Task objective: Count the lines below that contain the word "form", and state only that number.

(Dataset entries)
------------------------------------------------

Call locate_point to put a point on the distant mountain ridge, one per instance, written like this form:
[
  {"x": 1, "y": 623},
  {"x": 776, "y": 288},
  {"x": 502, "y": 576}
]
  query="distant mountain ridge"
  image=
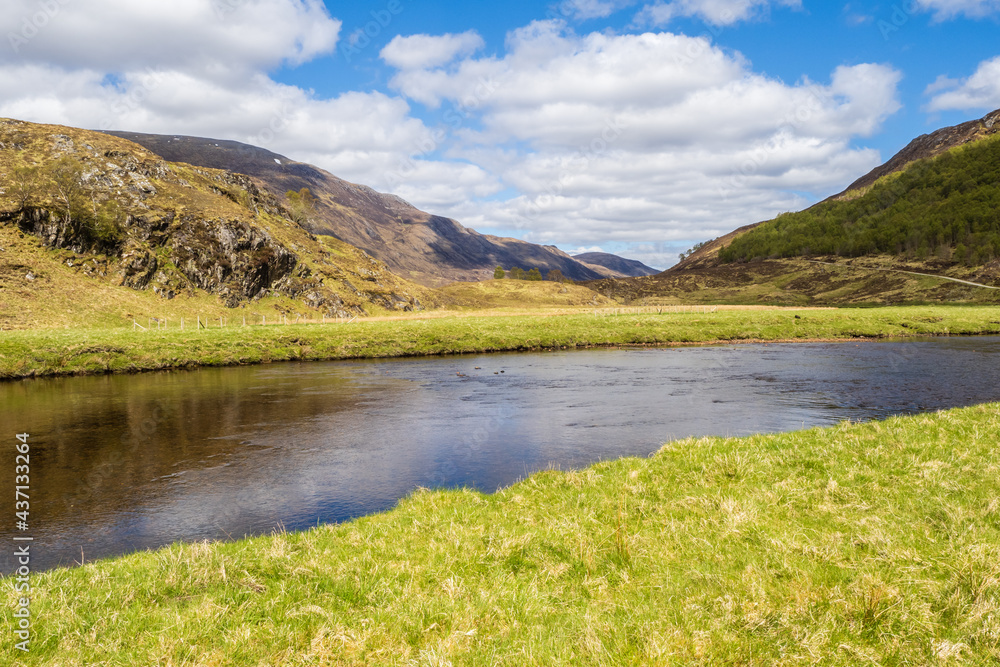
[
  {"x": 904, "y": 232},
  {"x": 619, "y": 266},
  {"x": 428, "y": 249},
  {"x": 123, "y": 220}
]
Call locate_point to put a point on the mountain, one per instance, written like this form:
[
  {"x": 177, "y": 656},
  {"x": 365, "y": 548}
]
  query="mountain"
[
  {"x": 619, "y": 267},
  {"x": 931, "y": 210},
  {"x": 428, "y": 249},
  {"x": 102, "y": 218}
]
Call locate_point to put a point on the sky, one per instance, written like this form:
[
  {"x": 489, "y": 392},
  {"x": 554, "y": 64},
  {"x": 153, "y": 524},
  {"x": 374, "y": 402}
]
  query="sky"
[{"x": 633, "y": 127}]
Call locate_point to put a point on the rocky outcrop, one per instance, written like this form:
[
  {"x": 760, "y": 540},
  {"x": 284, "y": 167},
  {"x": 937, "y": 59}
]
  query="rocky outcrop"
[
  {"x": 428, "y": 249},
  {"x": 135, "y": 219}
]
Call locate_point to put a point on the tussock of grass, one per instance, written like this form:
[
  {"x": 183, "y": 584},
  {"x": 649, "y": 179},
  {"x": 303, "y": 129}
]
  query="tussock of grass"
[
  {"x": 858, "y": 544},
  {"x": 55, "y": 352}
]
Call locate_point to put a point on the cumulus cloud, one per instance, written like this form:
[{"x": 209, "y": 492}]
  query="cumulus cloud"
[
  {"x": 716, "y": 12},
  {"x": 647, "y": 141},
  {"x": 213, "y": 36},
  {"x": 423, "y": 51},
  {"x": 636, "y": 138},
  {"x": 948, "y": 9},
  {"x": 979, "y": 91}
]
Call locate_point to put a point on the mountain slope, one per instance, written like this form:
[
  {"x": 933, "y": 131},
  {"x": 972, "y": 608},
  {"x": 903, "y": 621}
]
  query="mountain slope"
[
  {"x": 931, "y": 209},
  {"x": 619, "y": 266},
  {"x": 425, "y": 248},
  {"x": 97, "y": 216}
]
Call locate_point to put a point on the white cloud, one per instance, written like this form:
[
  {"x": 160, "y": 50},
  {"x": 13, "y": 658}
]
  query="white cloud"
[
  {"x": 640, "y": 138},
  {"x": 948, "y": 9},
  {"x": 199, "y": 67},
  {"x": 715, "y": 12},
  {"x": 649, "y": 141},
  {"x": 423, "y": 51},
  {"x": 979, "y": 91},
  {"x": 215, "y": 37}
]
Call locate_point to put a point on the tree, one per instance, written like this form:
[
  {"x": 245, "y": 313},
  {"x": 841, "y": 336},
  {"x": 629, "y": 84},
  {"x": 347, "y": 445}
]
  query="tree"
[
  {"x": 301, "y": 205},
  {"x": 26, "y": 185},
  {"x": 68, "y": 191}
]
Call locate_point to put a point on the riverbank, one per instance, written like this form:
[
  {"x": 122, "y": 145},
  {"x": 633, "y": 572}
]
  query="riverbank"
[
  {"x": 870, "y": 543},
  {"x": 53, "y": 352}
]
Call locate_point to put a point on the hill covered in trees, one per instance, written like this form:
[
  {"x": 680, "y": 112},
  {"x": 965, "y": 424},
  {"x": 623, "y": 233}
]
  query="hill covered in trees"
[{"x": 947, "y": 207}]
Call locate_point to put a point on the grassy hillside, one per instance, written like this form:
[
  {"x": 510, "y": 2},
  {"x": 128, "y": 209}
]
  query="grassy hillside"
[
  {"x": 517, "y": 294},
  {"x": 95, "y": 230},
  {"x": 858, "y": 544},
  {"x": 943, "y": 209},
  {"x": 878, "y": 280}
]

------------------------------------------------

Exercise output: 12